> Things to do:
• a. Answer these from the Slurm mailing-list thread, each answer on its own line marked like its question:
(i) What maximum number of jobs is set for group1?
(ii) Which node makes up group 2?
(iii) What partition names does the reply suggest creating?
• b. Show every line of the records that contains the string "boulder". Case counts.

> Text to read:
Hello Rich:

You could create partitions "bulk_a", "bulk_b", "bulk_c" (names are arbitrary) 
which map onto those three groups of nodes and have the intended resource 
limits set at partition level.  Then make job_submit lua cause all jobs 
submitted to "bulk" (or only the subset requesting a specific shared resource, 
or any subset you desire that job_submit.lua can detect) to also get submitted 
to the intended one or more of bulk_[abc].  I can imagine this meeting your 
need but am not certain it does.

Node features requested by jobs (keying off of them in lua filter, or adding 
them there) might help too.

--
Paul Brunk, system administrator
Georgia Advanced Resource Computing Center
Enterprise IT Svcs, the University of Georgia


On 2/1/22, 5:45 AM, "slurm-users" <slurm-users-boun...@lists.schedmd.com> wrote:
[EXTERNAL SENDER - PROCEED CAUTIOUSLY]

Hi,


I am wondering if this possible with slurm, I have an application where I want 
to create groups of  nodes (group size would be between 1 and n servers) which 
have exclusive access to a shared resources and then on that group of nodes 
allow a configurable amount of jobs to run.

For example I could have:

partition: bulk, containing:

group1, max 4 jobs:
  - node1
  - node2
  - node3
  - node4


group 2, max 2 jobs:
   - node5


group 3, max 1 job:

  - node6
  - node7
  - node8
  - node9



Ideally the user could submit a job to a generic queue and I could set a 
configurable gres/license in the background for them and the jobs get placed in 
a free group or pend if it requires the exclusive resource.

> Record set:
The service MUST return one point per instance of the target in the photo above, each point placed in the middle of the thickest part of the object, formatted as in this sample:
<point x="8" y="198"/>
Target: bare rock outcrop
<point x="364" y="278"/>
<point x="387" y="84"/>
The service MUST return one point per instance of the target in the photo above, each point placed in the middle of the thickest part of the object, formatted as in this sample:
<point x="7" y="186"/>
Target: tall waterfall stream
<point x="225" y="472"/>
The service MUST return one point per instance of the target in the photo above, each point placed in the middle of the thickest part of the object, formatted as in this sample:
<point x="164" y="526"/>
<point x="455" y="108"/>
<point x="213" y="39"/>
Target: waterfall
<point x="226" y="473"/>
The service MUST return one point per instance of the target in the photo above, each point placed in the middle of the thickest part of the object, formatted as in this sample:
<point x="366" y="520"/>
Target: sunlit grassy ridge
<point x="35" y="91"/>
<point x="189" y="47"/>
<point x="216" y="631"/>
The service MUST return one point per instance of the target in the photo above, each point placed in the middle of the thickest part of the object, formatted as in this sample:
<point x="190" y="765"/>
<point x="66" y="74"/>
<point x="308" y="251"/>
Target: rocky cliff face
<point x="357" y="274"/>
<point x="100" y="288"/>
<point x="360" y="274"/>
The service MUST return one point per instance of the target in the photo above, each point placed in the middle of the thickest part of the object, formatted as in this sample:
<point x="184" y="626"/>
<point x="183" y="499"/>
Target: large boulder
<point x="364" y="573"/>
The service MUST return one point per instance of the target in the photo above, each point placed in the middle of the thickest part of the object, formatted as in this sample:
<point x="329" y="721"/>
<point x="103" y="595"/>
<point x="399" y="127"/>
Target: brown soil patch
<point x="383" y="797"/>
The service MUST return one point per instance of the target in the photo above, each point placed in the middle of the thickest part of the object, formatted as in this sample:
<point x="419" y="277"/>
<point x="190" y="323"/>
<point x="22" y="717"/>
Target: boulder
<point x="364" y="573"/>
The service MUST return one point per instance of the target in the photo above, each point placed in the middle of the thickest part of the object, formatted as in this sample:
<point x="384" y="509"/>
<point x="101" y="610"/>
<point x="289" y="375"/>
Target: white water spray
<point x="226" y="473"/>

> Solutions below:
• a.
(i) 4
(ii) node5
(iii) "bulk_a", "bulk_b", "bulk_c"

• b.
Target: large boulder
Target: boulder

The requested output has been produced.